__Do this__:
Write out, character for character, the line containing "Practice step: indicate the baby with" and all lines after it up to the end of the listing.

## BEGIN Listed entries

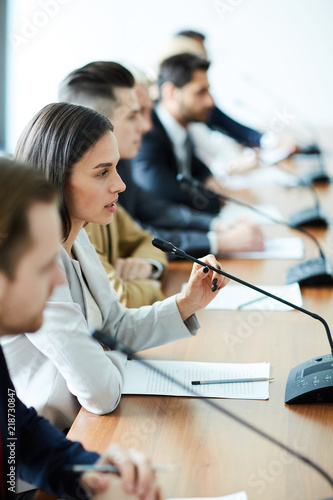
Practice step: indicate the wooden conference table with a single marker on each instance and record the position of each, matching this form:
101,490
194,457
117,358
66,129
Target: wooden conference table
213,455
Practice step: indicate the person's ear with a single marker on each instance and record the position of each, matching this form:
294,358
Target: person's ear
3,285
168,90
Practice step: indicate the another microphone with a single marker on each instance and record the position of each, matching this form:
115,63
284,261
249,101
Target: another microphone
312,272
310,382
115,344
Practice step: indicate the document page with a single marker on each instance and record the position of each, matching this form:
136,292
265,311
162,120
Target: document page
275,248
140,379
241,495
261,177
231,211
240,297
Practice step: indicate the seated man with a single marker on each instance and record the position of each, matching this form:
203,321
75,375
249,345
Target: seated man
133,265
108,88
30,447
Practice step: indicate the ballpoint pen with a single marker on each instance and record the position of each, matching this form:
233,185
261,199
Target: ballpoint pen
232,380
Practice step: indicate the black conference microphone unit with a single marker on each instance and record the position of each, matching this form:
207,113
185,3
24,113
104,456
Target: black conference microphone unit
114,344
312,272
309,382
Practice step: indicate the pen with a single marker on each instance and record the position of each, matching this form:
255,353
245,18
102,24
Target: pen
107,468
231,380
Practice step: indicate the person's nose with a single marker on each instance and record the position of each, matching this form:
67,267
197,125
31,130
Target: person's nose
210,101
118,185
59,276
145,123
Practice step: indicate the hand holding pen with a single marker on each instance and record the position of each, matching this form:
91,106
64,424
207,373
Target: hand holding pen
136,479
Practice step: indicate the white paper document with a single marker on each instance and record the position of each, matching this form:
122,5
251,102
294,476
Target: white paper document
275,248
234,297
261,177
241,495
231,211
140,379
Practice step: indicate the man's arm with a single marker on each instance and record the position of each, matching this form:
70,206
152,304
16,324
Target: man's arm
245,135
43,451
155,171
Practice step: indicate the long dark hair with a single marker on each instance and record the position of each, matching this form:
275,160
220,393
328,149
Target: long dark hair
55,139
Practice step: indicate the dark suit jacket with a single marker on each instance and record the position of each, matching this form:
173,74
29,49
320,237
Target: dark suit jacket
40,450
184,227
155,170
245,135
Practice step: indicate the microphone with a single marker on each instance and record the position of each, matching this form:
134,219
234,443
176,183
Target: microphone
113,343
309,382
312,272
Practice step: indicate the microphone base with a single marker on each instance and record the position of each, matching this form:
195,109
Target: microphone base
311,382
315,176
309,217
312,272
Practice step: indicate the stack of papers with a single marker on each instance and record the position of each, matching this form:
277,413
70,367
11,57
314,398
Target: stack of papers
234,297
241,495
139,379
231,211
275,248
261,177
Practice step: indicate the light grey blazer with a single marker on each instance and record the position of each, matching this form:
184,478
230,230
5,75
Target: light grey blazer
61,367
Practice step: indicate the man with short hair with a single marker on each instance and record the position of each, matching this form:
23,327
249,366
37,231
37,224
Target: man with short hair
30,447
100,85
167,151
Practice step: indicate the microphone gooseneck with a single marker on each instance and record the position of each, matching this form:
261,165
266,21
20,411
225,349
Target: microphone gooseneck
113,343
168,247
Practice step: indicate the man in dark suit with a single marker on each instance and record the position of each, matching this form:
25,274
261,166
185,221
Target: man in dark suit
167,151
109,88
30,447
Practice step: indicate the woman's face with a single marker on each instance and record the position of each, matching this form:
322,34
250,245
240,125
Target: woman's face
92,189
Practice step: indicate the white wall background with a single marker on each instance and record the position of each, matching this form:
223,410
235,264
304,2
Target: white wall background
272,58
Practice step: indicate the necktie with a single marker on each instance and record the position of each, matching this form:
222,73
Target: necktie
2,470
187,156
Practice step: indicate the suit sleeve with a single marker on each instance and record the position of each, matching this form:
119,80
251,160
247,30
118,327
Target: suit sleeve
155,171
245,135
44,451
154,213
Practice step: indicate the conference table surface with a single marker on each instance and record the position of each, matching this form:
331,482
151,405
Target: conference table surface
211,454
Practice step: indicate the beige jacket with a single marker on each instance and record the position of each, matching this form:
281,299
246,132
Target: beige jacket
121,239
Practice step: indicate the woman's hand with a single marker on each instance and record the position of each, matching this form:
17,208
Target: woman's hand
201,288
136,481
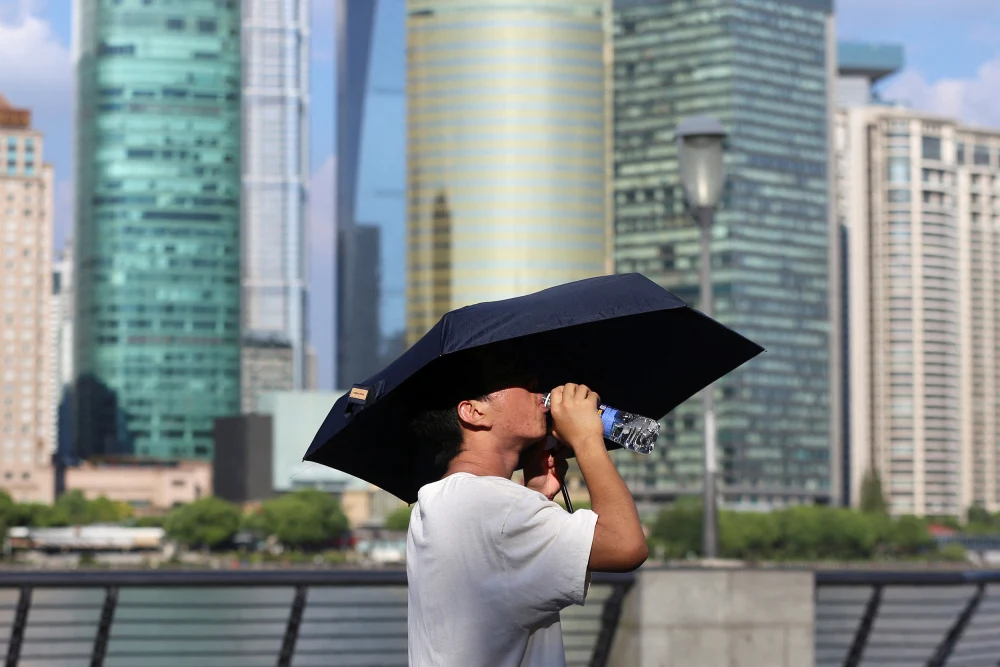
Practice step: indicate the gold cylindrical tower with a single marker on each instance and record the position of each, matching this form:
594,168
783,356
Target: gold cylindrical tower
507,145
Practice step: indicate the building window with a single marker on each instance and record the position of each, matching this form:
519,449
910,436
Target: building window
898,169
931,148
981,155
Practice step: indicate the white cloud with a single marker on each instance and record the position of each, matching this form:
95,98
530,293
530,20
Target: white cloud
43,74
322,232
975,100
62,213
42,81
979,9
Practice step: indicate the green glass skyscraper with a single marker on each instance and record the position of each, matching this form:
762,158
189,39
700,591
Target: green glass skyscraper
158,226
764,69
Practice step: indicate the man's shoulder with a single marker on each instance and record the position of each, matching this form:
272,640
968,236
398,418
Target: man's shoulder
476,487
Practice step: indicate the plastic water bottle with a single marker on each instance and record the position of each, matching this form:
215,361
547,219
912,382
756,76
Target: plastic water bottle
631,431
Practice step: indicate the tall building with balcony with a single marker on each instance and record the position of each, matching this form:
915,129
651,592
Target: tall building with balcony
766,70
371,187
920,198
861,67
158,187
63,317
275,183
27,438
509,124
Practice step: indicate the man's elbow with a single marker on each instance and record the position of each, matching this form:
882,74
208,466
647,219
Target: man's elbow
637,555
622,557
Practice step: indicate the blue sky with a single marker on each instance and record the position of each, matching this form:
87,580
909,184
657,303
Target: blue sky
952,54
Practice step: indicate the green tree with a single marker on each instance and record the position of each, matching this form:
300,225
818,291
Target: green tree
149,521
7,506
872,498
73,505
953,551
678,528
910,536
37,515
102,510
399,519
208,522
304,519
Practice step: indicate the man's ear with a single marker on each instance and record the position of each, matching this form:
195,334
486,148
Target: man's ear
473,414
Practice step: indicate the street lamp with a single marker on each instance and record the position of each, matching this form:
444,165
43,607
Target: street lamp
699,154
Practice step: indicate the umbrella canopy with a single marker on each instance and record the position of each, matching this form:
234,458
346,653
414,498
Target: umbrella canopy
636,344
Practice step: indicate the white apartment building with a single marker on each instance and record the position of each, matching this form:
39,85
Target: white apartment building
919,209
27,439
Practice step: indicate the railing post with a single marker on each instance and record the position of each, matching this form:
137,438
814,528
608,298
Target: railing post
292,629
610,615
104,627
943,652
17,629
864,628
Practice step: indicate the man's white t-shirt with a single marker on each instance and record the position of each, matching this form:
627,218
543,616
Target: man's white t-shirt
489,564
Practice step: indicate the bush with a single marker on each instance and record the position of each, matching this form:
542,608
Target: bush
209,523
305,519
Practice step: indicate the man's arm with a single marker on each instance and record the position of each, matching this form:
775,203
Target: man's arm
619,542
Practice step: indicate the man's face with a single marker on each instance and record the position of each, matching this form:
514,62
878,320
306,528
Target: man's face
519,412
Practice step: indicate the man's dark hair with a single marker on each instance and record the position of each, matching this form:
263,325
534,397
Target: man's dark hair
438,430
435,426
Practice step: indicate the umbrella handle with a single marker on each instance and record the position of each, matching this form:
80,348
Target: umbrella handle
569,504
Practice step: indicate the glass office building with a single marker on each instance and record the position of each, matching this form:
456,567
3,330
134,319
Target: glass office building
275,180
508,135
158,226
764,69
371,187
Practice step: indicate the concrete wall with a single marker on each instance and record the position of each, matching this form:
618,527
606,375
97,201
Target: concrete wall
716,618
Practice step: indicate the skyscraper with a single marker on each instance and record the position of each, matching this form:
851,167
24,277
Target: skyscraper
275,172
371,185
765,69
158,226
27,438
63,314
508,134
861,66
920,201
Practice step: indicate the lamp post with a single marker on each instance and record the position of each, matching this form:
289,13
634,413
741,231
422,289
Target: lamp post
699,154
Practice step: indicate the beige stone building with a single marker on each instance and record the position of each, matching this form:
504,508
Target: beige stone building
147,488
919,208
27,439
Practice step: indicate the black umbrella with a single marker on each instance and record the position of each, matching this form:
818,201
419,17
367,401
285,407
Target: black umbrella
636,344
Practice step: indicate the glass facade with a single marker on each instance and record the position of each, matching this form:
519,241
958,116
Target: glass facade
158,226
371,187
508,124
275,172
761,68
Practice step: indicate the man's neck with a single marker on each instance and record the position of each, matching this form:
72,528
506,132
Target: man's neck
485,459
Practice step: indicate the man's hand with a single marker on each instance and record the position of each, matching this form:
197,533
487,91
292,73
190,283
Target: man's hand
544,469
575,420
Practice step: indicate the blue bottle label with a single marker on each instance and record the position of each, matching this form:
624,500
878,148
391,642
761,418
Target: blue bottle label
608,416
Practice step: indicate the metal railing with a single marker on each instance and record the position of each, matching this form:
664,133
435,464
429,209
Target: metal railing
889,619
156,618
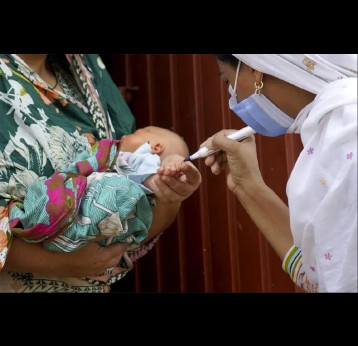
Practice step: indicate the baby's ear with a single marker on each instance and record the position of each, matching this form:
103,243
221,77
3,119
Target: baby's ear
157,148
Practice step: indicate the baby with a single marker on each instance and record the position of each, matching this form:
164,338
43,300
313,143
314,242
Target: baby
103,196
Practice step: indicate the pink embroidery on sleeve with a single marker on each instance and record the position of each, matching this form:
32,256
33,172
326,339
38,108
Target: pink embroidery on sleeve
310,151
328,256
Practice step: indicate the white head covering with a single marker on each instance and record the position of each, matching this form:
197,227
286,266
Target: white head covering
310,72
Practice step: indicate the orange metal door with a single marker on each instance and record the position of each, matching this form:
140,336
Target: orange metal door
213,246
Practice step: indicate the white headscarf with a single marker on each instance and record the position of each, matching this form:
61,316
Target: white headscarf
311,72
322,188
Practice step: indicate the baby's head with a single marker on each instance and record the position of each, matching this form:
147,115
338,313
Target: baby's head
163,142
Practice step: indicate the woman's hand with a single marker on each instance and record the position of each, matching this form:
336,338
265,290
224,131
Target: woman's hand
239,159
169,189
90,260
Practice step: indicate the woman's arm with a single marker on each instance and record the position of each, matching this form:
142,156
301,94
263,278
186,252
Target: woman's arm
244,179
89,260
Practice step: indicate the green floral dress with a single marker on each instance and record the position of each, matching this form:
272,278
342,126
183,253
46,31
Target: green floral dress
41,131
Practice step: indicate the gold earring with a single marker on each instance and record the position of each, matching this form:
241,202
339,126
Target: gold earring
258,87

## END Listed entries

__Result__:
Practice step: indicate the baby with a single marker on each instance and record the position of each, matching this form:
164,338
43,300
313,143
314,242
Target: baby
103,196
Practice step: indicate the pink embroidery on sleeve with a single marker on each instance and record the position of each, matching this form:
32,256
33,172
326,339
38,108
Target: pink embroidery on sleeve
310,151
328,256
Practice step: indicate the white head covering with a single marker on each instance and record the position of each, matching this form:
197,227
286,266
Target: white head covering
310,72
Practice step: indicate the orange metal door with a single marker on each instance and record the position of each, matching this form:
140,336
Target: orange metal door
213,246
Practice step: indicate the white headscarf with a single marker on each instance and record the position of each, matching this form:
61,316
Target: white headscarf
311,72
322,188
Practice step: indicate the baby's head with a single marker on each instance and record the position of each, matching this form:
147,115
338,313
Target: baby's head
163,142
Practice step: indicate the woman's hand with a single marker on each instance and record the position of each, matching this form:
336,338
265,290
224,131
Target: woman's hand
239,159
169,189
90,260
Practice step: indicate the woman's arm with a single marker on each instance and record the position of each, matching this form:
142,156
301,94
263,278
186,252
Target: woman's arm
244,179
89,260
Practice step: indicate the green floral dress with a single marker on each instance and record the position of each, matching this form:
272,278
342,126
183,253
46,31
Target: green floral dress
41,131
Practice step: indicate the gold earring with a single marker on each instance and record the position of each, matching this form:
241,202
339,126
Target: gold earring
258,87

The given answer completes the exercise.